Actually, no.  Colder air is denser...and thus can be mixed with more
fuel to make more power.

Particularly in turbocharged&intercooled engines, they make much more
power as ambient air temperature drops.  Any turbo'd Audi owner will
tell you, they're total dogs in 90 degree weather, and absolute
monsters around 30-40 degrees.  It was in the high 30's a few days
ago and raining(rain does a -great- job of cooling the ICs on
type44's with their very direct placement), and I was one VERY happy
camper :-)

There are MANY other reasons why mileage goes down in the winter.
I'm about 3 short of a dozen here...obviously some are more
significant than others, but:

-the block, oil  and coolant take more energy to warm up to operating
temperature

-O2 sensor probably takes slightly longer to get up to temperature,
so mixture is off for a little longer each time you start the car

-tolerances at lower engine temperatures are different; one of the
reasons you're not supposed to run a cooler thermostat is that it
increases cylinder wear.  In cooler weather, the engine spends more
time at these cooler temperatures, or may never get up to proper
operating temperature

-oil is thicker at lower temperatures.  Tranny oil/differential oil
is thicker too, and quattros have three differentials versus a normal
car's two.

[BRIEF]:
Continue the post on why fuel mileage drops in winter, picking up after its remark about quattros having three differentials.

[EXTRACTED DATA]:

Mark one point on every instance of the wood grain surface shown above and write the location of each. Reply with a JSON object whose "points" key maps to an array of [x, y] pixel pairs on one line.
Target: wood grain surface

---

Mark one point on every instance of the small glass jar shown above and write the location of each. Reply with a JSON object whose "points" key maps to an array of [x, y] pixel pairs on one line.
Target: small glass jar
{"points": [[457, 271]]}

[EXERCISE OUTPUT]:
-increased use of the heater; takes a lot of heat to keep a car's
passenger compartment warm.  That energy has to get "replaced"
somehow.

-increased load from items like the defroster circuit, seat heaters,
etc. which are more likely to get used

-less daylight hours=more headlight usage

-people have a tendency to "let the car warm up"

-cold weather causes you to "loose" a few PSI in the tires, and that
can affect mileage as well.  Rubber is also stiffer at colder
temperatures, so rolling resistance is higher.  If you run winter
tires, they may not be as efficient.

The above almost-dozen reasons are why I never believe people who
tell me they get worse mileage from "winter gas".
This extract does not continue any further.